Excerpt provided
Re: Replacement question
- To: mathgroup at smc.vnet.net
- Subject: [mg35132] Re: [mg35114] Replacement question
- From: Sseziwa Mukasa <mukasa at jeol.com>
- Date: Tue, 25 Jun 2002 19:55:06 -0400 (EDT)
- Sender: owner-wri-mathgroup at wolfram.com
On Tuesday, June 25, 2002, at 03:41 AM, ginak wrote:
> Suppose I have something like
>
> In [100] := h[3]/f[2.33342]
>
> Out[100] := 24.12711
>
> and now I want to evaluate h[5]/f[2.33342], i.e. the same as in
> In[100] but replaceing h[3] with h[5]. This won't work
>
> In [101] := In[100] /. h[3]->h[5]
>
> Out[101] := 24.12711
>
> because In[100] is fully evaluated to 24.12711 before the rule is
> applied. (Generally, the expressions I'm interested in are more of a
> pain to type than h[5]/f[2.33342]). How do I tell Mathematica to
> evaluate
> In[100] only enough to apply the given substition rule, apply the
> substitution rule, and only then proceed with the evaluation?

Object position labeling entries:

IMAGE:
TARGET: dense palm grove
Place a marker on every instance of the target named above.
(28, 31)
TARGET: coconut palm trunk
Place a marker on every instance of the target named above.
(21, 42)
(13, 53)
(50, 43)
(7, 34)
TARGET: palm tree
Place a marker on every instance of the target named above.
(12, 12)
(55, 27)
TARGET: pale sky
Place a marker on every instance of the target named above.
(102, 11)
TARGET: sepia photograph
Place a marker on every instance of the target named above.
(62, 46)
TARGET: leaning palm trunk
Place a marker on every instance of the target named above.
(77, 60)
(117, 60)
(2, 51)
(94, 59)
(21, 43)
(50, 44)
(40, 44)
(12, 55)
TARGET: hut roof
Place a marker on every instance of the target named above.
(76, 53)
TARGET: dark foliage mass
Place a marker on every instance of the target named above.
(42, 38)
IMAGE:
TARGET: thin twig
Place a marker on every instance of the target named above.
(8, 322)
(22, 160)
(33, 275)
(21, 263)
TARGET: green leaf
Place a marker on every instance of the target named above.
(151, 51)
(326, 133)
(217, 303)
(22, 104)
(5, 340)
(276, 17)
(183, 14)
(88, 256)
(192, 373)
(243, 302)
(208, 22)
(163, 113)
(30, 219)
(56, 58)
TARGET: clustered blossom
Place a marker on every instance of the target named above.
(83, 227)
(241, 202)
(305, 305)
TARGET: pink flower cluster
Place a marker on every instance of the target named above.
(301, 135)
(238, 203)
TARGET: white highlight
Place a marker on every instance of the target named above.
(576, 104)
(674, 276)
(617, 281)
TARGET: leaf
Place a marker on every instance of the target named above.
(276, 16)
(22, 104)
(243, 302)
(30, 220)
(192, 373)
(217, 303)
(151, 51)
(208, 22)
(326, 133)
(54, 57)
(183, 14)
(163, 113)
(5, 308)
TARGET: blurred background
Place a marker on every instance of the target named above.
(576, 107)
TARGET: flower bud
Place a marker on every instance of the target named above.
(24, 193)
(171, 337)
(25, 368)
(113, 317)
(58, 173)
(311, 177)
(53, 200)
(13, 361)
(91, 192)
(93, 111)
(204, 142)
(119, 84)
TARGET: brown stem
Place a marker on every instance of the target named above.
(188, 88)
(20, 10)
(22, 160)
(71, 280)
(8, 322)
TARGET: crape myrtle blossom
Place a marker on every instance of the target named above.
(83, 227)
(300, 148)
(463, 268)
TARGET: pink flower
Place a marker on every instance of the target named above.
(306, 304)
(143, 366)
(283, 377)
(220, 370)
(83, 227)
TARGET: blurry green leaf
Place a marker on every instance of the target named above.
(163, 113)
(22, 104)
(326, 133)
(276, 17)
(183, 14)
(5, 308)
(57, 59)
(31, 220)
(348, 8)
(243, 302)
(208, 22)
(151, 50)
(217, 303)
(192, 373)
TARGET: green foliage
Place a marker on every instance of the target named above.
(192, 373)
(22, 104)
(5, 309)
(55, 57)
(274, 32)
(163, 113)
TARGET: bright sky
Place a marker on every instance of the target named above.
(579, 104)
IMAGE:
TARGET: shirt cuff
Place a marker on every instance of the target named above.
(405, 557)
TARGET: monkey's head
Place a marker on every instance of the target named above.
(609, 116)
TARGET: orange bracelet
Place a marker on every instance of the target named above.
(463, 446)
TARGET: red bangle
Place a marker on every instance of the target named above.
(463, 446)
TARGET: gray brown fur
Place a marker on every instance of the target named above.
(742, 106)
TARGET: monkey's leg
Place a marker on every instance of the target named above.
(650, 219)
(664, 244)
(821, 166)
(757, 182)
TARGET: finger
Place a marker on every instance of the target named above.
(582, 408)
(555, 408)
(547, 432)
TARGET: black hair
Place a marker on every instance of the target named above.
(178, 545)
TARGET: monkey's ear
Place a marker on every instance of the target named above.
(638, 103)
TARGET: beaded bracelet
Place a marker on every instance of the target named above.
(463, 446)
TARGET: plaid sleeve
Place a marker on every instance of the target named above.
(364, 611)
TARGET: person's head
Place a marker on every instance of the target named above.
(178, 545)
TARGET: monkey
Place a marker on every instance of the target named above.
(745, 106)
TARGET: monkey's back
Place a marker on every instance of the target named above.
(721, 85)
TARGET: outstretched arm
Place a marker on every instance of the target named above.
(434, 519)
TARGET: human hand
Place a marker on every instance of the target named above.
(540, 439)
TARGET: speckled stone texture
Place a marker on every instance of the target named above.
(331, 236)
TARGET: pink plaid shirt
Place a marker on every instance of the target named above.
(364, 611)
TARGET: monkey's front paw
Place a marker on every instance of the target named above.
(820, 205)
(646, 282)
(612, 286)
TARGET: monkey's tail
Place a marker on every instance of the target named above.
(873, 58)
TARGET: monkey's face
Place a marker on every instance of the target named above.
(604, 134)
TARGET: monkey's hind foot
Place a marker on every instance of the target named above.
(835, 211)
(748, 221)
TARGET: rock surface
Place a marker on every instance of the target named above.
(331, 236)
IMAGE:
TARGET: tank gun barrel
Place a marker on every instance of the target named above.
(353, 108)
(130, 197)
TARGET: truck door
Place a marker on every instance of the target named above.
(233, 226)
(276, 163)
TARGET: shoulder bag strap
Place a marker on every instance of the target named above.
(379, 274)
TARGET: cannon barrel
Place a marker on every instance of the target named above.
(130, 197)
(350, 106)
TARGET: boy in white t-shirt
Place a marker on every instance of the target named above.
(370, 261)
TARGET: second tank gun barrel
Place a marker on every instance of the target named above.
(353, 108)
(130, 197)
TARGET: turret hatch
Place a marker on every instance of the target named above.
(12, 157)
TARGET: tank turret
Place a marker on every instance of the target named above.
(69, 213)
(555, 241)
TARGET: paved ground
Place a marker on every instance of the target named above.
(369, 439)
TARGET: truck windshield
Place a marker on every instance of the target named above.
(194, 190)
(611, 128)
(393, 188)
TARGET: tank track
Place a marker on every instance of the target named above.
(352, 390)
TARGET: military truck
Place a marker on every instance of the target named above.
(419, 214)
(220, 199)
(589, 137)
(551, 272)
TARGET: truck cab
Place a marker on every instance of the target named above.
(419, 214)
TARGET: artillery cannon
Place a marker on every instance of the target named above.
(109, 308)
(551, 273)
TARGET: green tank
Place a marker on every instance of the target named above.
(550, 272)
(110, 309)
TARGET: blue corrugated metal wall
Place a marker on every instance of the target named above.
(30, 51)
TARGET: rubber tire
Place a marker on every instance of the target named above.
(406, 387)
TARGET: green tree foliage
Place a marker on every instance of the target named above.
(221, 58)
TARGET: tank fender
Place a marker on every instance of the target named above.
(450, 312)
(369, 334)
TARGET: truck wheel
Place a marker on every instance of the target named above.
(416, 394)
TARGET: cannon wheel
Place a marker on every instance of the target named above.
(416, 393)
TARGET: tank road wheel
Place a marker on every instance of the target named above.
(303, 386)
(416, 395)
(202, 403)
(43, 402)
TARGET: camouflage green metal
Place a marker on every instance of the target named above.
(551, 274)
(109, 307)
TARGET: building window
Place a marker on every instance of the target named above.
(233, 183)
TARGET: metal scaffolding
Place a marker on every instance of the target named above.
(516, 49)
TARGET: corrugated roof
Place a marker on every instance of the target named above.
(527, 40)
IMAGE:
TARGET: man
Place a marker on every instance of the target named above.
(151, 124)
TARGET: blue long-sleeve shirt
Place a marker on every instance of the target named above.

Task brief
Continue the mailing-list post about applying a replacement rule to an earlier Mathematica input, starting right after its final line.

Answer for this exercise
>
> In fact, I don't even know how to do a replacement like
>
> In [102] := h[3]/f[2.33342] /. h[3]->h[5]
>
> for the same reason: the LHS is evaluated before the rule can be
> applied. (Of course, in this case this replacment task is pointless,
> since it is so easy to type out the desired expression, but there are
> situations in which one can obtain a complicated expression by cutting
> and pasting, and wants to apply a substitution rule to the complicated
> expression before Mathematica evaluates it.)
>
>
As far as I can tell the two situations are slightly different. In the
case of the expression In[100]/.h[3]->h[5], In[100] evaluates using the
value of h[3] before the rule gets applied, so the expression that the
rule is being applied to is not h[3]/f[2.33342] but the value of that
expression. The following block removes the downvalues of h so that
h[3] does not evaluate, then restores the downvalues and evaluates the
resulting expression:
Block[{dv=DownValues[h]},h[x_]=.;expr=In[401]/.h
[3]->h[5];DownValues[h]=dv;expr]
In the other case you simply need to use HoldPattern to prevent the left
hand side of the rule from evaluating
h[3]/f[2.33342]/.HoldPattern[h[3]]->h[5]
There may be a simpler way to handle the first case but I can't think of
it right now.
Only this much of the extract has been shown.